CRTC index mapping is positional: CRTC ID 51 = index 0 (bit 0), CRTC ID 52 = index 1 (bit 1). Plane 39 is restricted to CRTC 52; Plane 45 can drive either CRTC. KWin's planeToLayerType (drm_layer.cpp:34-49) maps DRM Primary→OutputLayerType::Primary and DRM Overlay→OutputLayerType::GenericLayer directly.

So on the active CRTC 52, the OutputLayer set KWin sees is:

  • 1 × OutputLayerType::Primary from Plane 39 — supports NV12 LINEAR.
  • 1 × OutputLayerType::GenericLayer from Plane 45 — does not support NV12 in any modifier.

Why the answer is NO — the failing conjunct, named

For Brave's windowed parent + wp_subsurface case:

Path A is rejected at the scene-walk stage

addCandidates (workspacescene.cpp:197-261) walks the Brave window top-to-bottom. The walk would produce two candidates: the wp_subsurface (video) — added first because it has higher z than its parent — and the parent surface (chrome UI). With maxCount=1, WorkspaceScene::scanoutCandidates calls addCandidates with maxCount + 1 = 2, so two candidates are gathered before the inner size check rejects.

*PROMPT 1:*
Answer these questions from the KWin plane excerpt, one line each:
(a) Which CRTC is Plane 39 restricted to?
(b) What does KWin's planeToLayerType map a DRM Overlay plane to?
(c) With maxCount=1, what count does WorkspaceScene::scanoutCandidates pass to addCandidates?
*PROMPT 2:* Write the next part of the KWin plane excerpt, picking up after its final sentence.

*GIVEN DATA:*
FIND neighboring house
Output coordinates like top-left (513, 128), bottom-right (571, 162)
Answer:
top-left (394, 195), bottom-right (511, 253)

*WRITTEN RESPONSE 1:*
(a) CRTC 52
(b) OutputLayerType::GenericLayer
(c) maxCount + 1 = 2

*WRITTEN RESPONSE 2:*
After the walk, workspacescene.cpp:306-308 checks ret.size() == maxCount + 1 && !checkForBlackBackground(ret.back()). The back of the list is the parent surface (Brave UI). It is not a 1×1 single-pixel SHM/single-pixel buffer. Therefore checkForBlackBackground returns false, and the function returns {}. Path A returns empty for windowed Brave by construction.

The “black background” idiom is from 8473b90a20 (Xaver Hugl, 2025-09-03, “compositor: move the 'black background' check to workspacescene”) which moved the check from compositor.cpp into the scene. The check exists for fullscreen-on-black-window patterns (some games / video players render a 1×1 black parent window with their actual content as a child surface, to bypass compositor work) — Brave does not use that pattern.

Path B is rejected at the format/modifier intersection

The wp_subsurface (video) clears every findOverlayCandidates filter at 30 fps with NV12 LINEAR dmabufs. The candidate makes it to prepareDirectScanout for a non-Primary OutputLayer. On CRTC 52, the only non-Primary OutputLayer is Plane 45 (GenericLayer). Plane 45 advertises no NV12 modifier in its IN_FORMATS blob.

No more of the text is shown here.